[start of Excerpted data]

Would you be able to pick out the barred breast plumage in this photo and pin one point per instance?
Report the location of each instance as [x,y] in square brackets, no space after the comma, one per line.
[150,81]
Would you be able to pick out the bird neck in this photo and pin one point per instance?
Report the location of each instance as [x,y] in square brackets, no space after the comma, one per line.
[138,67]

[end of Excerpted data]
[start of Excerpted data]

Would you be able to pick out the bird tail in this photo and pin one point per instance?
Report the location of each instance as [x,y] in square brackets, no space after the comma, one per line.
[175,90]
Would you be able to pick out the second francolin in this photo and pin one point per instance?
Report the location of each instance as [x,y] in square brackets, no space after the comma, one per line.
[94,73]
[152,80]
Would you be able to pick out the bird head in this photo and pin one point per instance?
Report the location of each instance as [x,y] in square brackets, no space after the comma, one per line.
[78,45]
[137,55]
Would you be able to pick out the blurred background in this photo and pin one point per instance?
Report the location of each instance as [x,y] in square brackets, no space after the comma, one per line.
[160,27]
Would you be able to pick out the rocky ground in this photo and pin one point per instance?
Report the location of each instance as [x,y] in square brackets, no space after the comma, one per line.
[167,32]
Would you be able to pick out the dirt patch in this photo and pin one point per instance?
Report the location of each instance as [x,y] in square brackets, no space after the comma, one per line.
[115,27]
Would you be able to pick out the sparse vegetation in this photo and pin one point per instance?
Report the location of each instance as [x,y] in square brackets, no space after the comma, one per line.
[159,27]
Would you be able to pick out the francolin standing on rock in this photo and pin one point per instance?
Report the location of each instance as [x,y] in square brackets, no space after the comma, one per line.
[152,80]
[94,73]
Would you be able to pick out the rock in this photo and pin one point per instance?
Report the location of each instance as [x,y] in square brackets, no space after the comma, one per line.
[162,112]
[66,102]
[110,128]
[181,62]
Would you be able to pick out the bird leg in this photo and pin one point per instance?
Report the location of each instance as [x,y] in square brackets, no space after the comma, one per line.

[end of Excerpted data]
[start of Excerpted data]

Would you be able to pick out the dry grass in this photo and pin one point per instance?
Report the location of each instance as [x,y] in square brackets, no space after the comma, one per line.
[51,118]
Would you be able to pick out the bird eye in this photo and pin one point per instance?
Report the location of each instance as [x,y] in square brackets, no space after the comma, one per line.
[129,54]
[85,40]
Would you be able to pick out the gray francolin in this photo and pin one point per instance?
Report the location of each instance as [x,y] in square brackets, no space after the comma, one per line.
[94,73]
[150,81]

[end of Excerpted data]

### Required task
Report each line in the records that contains the string "francolin", matching upper and lower case exactly.

### Solution to the problem
Would you be able to pick out the second francolin in this photo and pin one point per instance?
Would you be able to pick out the francolin standing on rock in this photo and pin one point per instance?
Would you be able to pick out the gray francolin in this photo and pin one point per instance?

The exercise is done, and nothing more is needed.